## Begin

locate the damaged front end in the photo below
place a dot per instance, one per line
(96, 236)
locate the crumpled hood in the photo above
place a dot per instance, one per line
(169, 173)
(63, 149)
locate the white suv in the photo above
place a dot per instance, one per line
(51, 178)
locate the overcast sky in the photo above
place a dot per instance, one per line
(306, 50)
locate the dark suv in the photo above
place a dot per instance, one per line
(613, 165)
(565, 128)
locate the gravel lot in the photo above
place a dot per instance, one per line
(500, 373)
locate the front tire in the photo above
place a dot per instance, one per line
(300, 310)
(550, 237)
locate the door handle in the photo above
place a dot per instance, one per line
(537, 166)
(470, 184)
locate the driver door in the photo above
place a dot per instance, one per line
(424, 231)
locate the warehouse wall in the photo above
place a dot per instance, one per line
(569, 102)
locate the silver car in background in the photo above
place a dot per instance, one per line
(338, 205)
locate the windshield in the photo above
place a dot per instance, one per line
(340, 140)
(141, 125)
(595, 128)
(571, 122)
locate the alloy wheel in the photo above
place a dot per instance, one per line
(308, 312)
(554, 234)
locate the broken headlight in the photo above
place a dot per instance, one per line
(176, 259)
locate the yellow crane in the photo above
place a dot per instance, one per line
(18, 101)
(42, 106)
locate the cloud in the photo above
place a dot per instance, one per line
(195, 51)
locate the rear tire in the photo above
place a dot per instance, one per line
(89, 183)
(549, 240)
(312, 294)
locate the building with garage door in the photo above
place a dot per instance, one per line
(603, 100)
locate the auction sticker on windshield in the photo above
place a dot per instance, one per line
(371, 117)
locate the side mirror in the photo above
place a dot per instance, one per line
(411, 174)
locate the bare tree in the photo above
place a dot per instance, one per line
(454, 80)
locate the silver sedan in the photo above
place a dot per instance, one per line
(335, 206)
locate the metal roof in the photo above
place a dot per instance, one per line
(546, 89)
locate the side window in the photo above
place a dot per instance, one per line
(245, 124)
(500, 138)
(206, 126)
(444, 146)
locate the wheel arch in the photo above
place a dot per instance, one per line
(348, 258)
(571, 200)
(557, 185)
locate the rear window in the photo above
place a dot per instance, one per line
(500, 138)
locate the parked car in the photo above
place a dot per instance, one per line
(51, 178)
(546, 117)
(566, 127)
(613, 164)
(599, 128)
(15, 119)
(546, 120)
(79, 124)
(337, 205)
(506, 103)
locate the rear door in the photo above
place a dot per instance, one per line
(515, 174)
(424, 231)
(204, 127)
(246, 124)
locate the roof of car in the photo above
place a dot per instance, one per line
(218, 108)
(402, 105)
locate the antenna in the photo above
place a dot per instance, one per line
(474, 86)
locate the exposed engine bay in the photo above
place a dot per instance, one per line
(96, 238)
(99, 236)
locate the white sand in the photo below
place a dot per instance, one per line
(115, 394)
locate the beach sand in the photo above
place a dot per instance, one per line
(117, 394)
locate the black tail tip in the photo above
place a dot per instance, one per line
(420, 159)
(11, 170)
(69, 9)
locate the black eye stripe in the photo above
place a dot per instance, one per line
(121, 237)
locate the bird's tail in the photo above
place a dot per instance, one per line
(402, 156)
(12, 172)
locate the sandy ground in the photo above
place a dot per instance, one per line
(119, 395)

## End

### [Problem to solve]
Repeat every line of the data, exactly and in full.

### [Answer below]
locate the damaged front end in the photo below
place a dot per instance, one per line
(96, 236)
locate the crumpled hood in the photo above
place a dot per instance, one per line
(169, 173)
(63, 149)
locate the white suv in the photo above
place a dot per instance, one per line
(51, 178)
locate the overcast sky in the photo above
place a dot per instance, one per line
(306, 50)
locate the dark suv in the photo above
place a dot per instance, one per line
(613, 165)
(565, 128)
locate the gravel lot in the photo above
place a dot per instance, one per line
(500, 373)
locate the front tire in the photo above
place a dot per instance, one per line
(300, 310)
(550, 237)
locate the door handle in the photo above
place a dot per instance, one per line
(537, 166)
(470, 184)
locate the driver door in the photo above
place a dot per instance, one per line
(424, 231)
locate the warehouse wall in the photo above
place a dot per instance, one per line
(569, 102)
locate the silver car in background in the photo above
place a dot per instance, one per line
(338, 205)
locate the windshield in the photo above
place a dot per instance, one per line
(340, 140)
(141, 125)
(595, 128)
(571, 122)
locate the alloy wheel in the photo above
place a dot per instance, one per line
(308, 312)
(554, 234)
locate the broken headlight in the photo above
place a dot per instance, one per line
(176, 259)
locate the yellow crane in the photo above
place a dot per instance, one per line
(18, 101)
(42, 106)
locate the cloud in the photo above
place a dot per instance, one per line
(195, 51)
locate the rear tire in the photo above
place a dot per instance, one per line
(89, 183)
(549, 240)
(312, 294)
locate the building with garage door in the photo above
place a dot per instance, one per line
(603, 100)
locate the auction sticker on windshield in the photo above
place a dot per instance, one per line
(371, 117)
locate the side mirror in the photo above
place a dot per instance, one per line
(411, 174)
locate the bare tree in the photo above
place a dot per instance, one per line
(454, 80)
locate the silver sedan in the photo above
place a dot per instance, one per line
(335, 206)
locate the metal roof in the photo above
place a dot per instance, one per line
(546, 89)
locate the side window in the photo above
place a dot per instance, one per line
(245, 124)
(500, 138)
(206, 126)
(444, 146)
locate the wheel arch in the photo above
place a dot per instance, one per line
(348, 258)
(571, 200)
(557, 185)
locate the rear window in the photo above
place a dot per instance, one per line
(500, 138)
locate the parked car in the photo above
place a dot per instance, one per line
(51, 178)
(546, 117)
(566, 127)
(613, 164)
(599, 128)
(15, 119)
(546, 120)
(79, 124)
(337, 205)
(506, 103)
locate the rear door in the photo above
place a dot per instance, one per line
(515, 174)
(424, 231)
(204, 127)
(246, 124)
locate the roof of car in the photo above
place a dot per instance, one per line
(218, 108)
(402, 105)
locate the antenna in the photo above
place a dot per instance, one per line
(474, 86)
locate the exposed engine bay in the photo above
place a dot per instance, one per line
(96, 238)
(99, 236)
locate the white sand in the photo below
place a dot per instance, one per line
(115, 394)
locate the beach sand in the photo above
place a dot per instance, one per line
(117, 394)
locate the black tail tip in the photo above
place a dot per instance, one per line
(420, 159)
(11, 170)
(69, 9)
locate the black eye stripe in the photo above
place a dot per instance, one per line
(121, 237)
locate the bird's tail in the photo above
place a dot per instance, one per line
(402, 156)
(12, 172)
locate the sandy ground in the photo above
place a dot per instance, one per line
(119, 395)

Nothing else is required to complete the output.